## Work to do
Gather each line of the records below that contains the string "target" and list those lines in their original order.
## START Data for processing
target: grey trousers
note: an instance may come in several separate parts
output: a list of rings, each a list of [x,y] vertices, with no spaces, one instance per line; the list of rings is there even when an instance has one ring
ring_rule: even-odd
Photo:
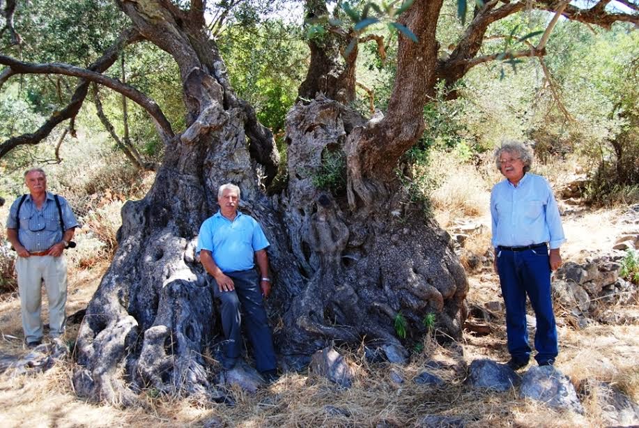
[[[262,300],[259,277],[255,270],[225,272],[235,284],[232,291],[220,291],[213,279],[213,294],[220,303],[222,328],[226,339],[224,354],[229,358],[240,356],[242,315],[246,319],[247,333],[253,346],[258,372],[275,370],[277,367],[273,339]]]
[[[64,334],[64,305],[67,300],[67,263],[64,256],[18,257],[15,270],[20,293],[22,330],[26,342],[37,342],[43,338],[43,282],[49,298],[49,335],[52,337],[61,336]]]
## END Data for processing
## START Data for processing
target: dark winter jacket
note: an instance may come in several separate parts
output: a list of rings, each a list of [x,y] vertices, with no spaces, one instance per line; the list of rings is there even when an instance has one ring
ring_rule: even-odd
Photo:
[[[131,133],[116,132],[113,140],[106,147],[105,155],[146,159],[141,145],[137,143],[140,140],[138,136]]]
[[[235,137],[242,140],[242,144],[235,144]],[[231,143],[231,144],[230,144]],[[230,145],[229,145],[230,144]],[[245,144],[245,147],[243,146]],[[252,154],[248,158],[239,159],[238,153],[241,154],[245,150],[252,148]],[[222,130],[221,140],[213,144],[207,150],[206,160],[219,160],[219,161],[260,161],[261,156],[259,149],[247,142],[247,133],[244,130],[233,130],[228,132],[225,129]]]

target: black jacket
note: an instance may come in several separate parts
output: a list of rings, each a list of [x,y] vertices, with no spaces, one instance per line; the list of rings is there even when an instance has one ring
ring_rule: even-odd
## END Data for processing
## START Data for processing
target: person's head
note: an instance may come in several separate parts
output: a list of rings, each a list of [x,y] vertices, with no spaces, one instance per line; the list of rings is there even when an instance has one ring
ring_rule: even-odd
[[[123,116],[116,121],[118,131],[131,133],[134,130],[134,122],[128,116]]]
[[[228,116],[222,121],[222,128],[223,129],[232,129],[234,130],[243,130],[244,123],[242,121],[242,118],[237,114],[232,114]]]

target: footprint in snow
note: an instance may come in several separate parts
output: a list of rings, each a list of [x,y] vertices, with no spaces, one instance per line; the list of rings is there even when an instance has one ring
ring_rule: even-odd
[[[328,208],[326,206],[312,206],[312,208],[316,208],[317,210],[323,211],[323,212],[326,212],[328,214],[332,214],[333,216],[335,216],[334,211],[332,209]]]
## END Data for processing
## Written solution
target: grey trousers
target: dark winter jacket
target: black jacket
target: person's head
target: footprint in snow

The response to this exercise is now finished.